─── Source text
You have the answers to all these questions but you aren't sharing them with us. I don't believe it's due to any malice on your part, just the fact that you are a domain expert and understand these things implicitly and assume anyone here is also such an expert. But that assumption is incorrect - most of us are very much just getting our feet wet and as part of doing so, are expecting to be able to log things for debug purposes to build that understanding ("learn by doing"). That we can't is frustrating, that you aren't explaining why in ways that we can understand is frustrating, and that is the opposite of what you want if you want more people using source generators.

Please consider authoring a comprehensive MSDN article/blog post/file in this repo, looking at source generators from the viewpoint of novices like us, that answers the questions I've posed above and allows us to get some sort of log output that will enable us to further our understanding and grasp of this powerful tool.

CyrusNajmabadi commented 7 months ago

Which may be perfectly correct, but doesn't explain what "incrementality" is

Incrementality is the ability to have a change result in an updated entity far more efficiently. It works by reusing the prior computed result along with the change to intelligently get to the new result much quickly and usually with far less memory. The result you get should be the same as if you did all the work over again, just with drastically less cpu/memory.

As an example, thing about how parsing works in roslyn today. When a user opens a file, we parse the file getting the full syntax tree in memory. However, as they edit the file, we do not reparse the file from scratch. That would be too expensive (both in CPU and in memory). So we "incrementally" parse the file. In that world we pass in:

the old tree.
the new text
the 'change' indicating how the new text was created from the version that produced the old tree.

With this information, we can often reparse jsut the code taht changed (and a small section around it), forkign the old tree at the change point to contain the reparsed code, to get the final tree. The final tree is the same as the tree you would get if you reparsed the file fully, except that it is orders of magnitude cheaper to get, and takes up orders of magnitude less memory.

In real-world numbers, this takes parsing down from taking many milliseconds (which blows past nearly every feature budget we have), to microseconds (leaving most of the cpu timeslice available to features). Similarly, memory usage can often drop by 99.99% in cases like this. Which not only means less usage of user memory, but also far less pressure on the GC, which leads to things like user pauses as hosts need to garbage collect.

Incrementality is part and parcel of how you achieve an efficient and scalable analysis system (which is what Roslyn aims to be). Without it, you might as well just have a "Batch Compiler" where every change involves reanalysis of everything in the system. Note: the latter is how generators used to work. And, as you can imagine, was unbelievably slow and inefficient. We had an enormous number of cases where generators would literally reanalyze everything on effectively every edit, leading to non-stop CPU usage, and insane garbage churn (think upwards of 10GB of allocs a second).
──────
─── Supplied data
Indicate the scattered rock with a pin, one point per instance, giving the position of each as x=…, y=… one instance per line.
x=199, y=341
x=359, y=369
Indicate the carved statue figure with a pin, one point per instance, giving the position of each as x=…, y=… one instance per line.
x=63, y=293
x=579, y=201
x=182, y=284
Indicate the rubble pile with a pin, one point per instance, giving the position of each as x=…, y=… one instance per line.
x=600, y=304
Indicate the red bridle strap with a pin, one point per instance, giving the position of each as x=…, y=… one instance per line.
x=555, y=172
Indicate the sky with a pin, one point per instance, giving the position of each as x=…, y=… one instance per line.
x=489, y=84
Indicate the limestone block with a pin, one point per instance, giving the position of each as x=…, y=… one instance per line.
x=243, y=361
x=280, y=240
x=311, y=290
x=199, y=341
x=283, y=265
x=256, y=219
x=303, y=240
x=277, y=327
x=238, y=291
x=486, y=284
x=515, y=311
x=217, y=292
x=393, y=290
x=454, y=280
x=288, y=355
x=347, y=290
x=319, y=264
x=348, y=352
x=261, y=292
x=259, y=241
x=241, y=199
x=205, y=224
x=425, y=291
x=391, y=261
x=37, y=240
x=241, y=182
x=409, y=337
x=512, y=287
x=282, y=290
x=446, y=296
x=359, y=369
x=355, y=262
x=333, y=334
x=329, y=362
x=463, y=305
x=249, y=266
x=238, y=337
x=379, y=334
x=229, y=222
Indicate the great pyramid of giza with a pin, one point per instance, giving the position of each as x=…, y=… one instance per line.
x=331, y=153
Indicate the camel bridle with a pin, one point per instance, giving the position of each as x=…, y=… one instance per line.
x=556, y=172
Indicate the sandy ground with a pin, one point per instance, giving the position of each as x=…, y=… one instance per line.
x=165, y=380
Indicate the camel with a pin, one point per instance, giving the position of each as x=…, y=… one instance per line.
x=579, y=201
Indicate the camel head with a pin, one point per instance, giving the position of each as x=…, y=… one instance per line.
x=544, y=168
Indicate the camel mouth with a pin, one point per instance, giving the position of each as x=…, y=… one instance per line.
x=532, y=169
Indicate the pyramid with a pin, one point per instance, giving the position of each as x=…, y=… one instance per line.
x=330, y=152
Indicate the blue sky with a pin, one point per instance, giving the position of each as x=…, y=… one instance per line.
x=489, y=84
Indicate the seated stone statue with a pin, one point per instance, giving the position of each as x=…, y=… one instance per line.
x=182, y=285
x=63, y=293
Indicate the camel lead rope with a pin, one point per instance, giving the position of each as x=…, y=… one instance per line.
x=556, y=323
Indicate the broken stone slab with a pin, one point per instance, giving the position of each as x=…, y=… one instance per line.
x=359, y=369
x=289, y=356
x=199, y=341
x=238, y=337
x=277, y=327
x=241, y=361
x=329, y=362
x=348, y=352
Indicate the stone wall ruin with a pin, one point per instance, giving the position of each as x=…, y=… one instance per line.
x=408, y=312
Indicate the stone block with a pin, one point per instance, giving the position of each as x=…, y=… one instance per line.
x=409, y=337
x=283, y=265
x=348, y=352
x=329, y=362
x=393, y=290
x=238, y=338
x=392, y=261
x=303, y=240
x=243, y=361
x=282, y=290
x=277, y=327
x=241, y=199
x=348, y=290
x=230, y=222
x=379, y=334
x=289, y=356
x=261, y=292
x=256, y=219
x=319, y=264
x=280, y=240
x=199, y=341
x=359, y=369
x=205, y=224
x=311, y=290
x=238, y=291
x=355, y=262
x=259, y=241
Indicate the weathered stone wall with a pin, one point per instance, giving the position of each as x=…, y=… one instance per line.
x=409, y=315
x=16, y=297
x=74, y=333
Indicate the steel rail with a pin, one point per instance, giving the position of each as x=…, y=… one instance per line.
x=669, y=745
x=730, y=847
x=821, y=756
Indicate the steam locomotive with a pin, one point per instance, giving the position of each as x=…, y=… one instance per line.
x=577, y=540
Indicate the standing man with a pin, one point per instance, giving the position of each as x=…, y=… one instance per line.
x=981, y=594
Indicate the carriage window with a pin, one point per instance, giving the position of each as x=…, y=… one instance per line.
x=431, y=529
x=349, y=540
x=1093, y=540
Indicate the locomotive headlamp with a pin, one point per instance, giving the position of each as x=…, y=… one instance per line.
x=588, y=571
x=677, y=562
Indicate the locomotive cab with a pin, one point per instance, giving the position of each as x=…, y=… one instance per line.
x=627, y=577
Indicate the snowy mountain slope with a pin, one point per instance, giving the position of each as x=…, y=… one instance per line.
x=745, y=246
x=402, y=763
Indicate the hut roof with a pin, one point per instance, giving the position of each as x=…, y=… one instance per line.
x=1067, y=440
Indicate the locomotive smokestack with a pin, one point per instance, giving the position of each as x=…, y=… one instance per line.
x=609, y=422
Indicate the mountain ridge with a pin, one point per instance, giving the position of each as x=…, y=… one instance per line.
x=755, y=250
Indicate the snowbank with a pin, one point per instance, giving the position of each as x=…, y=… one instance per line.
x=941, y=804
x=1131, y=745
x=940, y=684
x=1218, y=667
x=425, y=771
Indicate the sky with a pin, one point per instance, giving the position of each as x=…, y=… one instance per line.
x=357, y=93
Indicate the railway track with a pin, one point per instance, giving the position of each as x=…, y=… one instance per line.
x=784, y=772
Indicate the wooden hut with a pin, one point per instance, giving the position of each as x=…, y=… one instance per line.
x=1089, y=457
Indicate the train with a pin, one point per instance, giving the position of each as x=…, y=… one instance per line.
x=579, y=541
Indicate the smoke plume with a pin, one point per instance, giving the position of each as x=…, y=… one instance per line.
──────
### Exercises to complete
• 1. Copy the Roslyn text starting at "With this information, we" and ending at "to garbage collect.", swapping "microseconds" for "nanoseconds".
• 2. According to the Roslyn text, by how much can memory usage often drop with incremental parsing?
The listing has no connection to the Roslyn text.

### List of solutions
• 1.
With this information, we can often reparse jsut the code taht changed (and a small section around it), forkign the old tree at the change point to contain the reparsed code, to get the final tree. The final tree is the same as the tree you would get if you reparsed the file fully, except that it is orders of magnitude cheaper to get, and takes up orders of magnitude less memory.

In real-world numbers, this takes parsing down from taking many milliseconds (which blows past nearly every feature budget we have), to nanoseconds (leaving most of the cpu timeslice available to features). Similarly, memory usage can often drop by 99.99% in cases like this. Which not only means less usage of user memory, but also far less pressure on the GC, which leads to things like user pauses as hosts need to garbage collect.

• 2. By 99.99%.